- **WHAT THE TASK ASKS**: Reproduce exactly the final portion of the data: every line from the one containing "Guideline: the keypoint for each instance of the moss-covered" through the last line, inclusive.

# START OF THE DATA

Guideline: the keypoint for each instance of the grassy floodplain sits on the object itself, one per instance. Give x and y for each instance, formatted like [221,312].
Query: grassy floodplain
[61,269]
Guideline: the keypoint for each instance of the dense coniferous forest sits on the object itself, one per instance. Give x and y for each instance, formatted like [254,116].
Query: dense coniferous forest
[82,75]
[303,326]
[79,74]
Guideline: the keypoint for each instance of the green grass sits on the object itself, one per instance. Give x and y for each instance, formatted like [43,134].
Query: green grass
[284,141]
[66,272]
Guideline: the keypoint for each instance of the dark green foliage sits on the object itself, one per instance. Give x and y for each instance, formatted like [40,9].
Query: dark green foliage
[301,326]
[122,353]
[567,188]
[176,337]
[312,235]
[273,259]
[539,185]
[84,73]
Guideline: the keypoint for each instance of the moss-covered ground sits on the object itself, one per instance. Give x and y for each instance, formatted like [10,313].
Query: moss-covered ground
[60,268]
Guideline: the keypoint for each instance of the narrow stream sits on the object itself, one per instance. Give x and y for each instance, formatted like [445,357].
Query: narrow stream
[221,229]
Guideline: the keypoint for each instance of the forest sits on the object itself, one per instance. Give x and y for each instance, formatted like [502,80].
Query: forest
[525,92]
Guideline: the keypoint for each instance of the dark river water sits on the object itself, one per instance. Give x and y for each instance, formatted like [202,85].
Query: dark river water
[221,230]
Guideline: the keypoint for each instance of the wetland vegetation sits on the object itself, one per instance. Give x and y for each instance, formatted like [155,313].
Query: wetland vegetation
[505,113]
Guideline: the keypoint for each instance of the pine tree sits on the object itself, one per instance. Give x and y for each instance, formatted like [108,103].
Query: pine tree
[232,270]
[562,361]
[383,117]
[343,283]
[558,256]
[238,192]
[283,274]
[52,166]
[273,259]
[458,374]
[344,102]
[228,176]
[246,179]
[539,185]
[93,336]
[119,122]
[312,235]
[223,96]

# END OF THE DATA

- **COMPLETED EXERCISE**:
Guideline: the keypoint for each instance of the moss-covered ground sits on the object itself, one per instance. Give x and y for each instance, formatted like [10,313].
Query: moss-covered ground
[60,268]
Guideline: the keypoint for each instance of the narrow stream sits on the object itself, one per instance. Give x and y for each instance, formatted like [445,357].
Query: narrow stream
[221,229]
Guideline: the keypoint for each instance of the forest sits on the object itself, one per instance. Give x and y for each instance, formatted like [502,80].
Query: forest
[525,92]
Guideline: the keypoint for each instance of the dark river water sits on the object itself, one per instance. Give x and y for each instance, formatted like [202,85].
Query: dark river water
[221,230]
Guideline: the keypoint for each instance of the wetland vegetation sits on the object itself, one per instance. Give x and y for each instance, formatted like [155,313].
Query: wetland vegetation
[505,113]
Guideline: the keypoint for each instance of the pine tree sits on the object itself, one per instance. Give x and y for each instance, formatted like [108,103].
Query: pine tree
[232,270]
[562,361]
[383,117]
[343,283]
[558,256]
[238,192]
[283,274]
[52,166]
[273,259]
[458,374]
[344,102]
[228,176]
[246,179]
[539,185]
[93,336]
[119,122]
[312,235]
[223,96]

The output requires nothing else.